> [Schriftelijke opdrachten]
#1 Beantwoord de volgende vragen aan de hand van de tekst over adoptie in Zuid-India.
(a) In welk deel van India wonen de ongehuwd zwangere vrouwen uit het onderzoek?
(b) Op welke datum promoveert Pien Bos aan de Radboud Universiteit?
(c) In welk jaar begon Pien Bos met haar onderzoek?
#2 Noem alle groepen mensen met wie Pien Bos volgens de tekst over adoptie in Zuid-India gesprekken voerde.

Radboud Universiteit Nijmegen


Indiase vrouwen die hun kinderen afstaan, zijn niet goed geïnformeerd

Ongehuwd zwangere vrouwen in Zuid-India die besluiten om hun kind af te staan voor adoptie, doen dat vaak omdat ze in een omgeving verzeild zijn geraakt waarin adoptie als de beste, zo niet de enige oplossing wordt gepresenteerd. En ze doen het vaak met het idee dat ze weliswaar afstand doen van de zorg voor hun kind, maar niet van hun kind zelf. Pien Bos promoveert op 10 januari aan de Radboud Universiteit op onderzoek naar de besluitvorming van deze ongehuwde moeders. Ze pleit voor meer informatie, want het kán ook anders.

Pien Bos, pedagoge en antropologe, werkte in de adoptiewereld voordat ze in 2001 begon met haar onderzoek. Ze deed twee jaar veldwerk en voerde gesprekken met moeders, familie van moeders en diverse hulp- en zorgverleners.

> [Datasetgegevens]
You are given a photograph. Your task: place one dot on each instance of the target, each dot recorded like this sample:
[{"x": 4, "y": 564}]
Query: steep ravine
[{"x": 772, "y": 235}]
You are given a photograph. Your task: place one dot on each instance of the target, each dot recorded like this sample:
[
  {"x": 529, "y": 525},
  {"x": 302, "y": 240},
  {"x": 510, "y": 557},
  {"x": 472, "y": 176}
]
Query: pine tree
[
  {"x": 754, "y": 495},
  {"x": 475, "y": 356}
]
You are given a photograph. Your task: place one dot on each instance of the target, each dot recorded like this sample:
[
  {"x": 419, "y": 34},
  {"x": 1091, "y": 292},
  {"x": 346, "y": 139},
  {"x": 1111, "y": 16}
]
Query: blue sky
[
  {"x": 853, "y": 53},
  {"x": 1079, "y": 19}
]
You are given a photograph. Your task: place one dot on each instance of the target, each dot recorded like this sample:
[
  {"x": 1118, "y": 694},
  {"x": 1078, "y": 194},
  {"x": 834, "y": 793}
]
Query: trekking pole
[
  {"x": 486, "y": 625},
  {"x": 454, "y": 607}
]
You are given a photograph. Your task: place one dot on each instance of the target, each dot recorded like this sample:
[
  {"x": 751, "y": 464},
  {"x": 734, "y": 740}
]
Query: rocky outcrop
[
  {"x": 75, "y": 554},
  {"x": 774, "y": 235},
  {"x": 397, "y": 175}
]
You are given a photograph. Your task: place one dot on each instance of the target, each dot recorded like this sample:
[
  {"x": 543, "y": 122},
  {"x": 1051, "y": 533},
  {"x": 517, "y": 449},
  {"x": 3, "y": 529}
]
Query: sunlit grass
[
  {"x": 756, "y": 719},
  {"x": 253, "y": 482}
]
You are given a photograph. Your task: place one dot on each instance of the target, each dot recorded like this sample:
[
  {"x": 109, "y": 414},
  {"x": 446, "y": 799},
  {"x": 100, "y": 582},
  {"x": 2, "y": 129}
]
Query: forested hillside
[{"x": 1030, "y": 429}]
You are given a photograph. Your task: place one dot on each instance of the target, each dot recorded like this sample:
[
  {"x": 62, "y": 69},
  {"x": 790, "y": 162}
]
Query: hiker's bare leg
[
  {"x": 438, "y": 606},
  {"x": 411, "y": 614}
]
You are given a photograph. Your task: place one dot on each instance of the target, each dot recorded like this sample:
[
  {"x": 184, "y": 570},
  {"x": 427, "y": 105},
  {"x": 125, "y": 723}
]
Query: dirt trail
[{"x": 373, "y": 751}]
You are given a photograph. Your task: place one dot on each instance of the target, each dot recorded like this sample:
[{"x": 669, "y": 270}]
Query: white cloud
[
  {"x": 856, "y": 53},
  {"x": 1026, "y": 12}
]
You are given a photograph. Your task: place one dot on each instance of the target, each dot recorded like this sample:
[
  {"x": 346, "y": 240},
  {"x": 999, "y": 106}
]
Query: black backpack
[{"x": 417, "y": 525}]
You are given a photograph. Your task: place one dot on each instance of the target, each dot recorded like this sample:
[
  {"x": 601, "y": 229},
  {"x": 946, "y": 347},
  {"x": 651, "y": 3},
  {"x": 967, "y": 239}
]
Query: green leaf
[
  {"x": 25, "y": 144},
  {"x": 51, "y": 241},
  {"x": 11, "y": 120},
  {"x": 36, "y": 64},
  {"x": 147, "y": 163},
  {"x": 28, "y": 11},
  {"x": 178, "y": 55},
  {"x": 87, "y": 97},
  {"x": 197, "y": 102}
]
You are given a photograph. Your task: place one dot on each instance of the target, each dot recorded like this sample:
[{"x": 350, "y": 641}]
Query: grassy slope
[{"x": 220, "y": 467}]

> [De resultaten]
#1
(a) In Zuid-India.
(b) Op 10 januari.
(c) In 2001.

#2
- moeders
- familie van moeders
- diverse hulp- en zorgverleners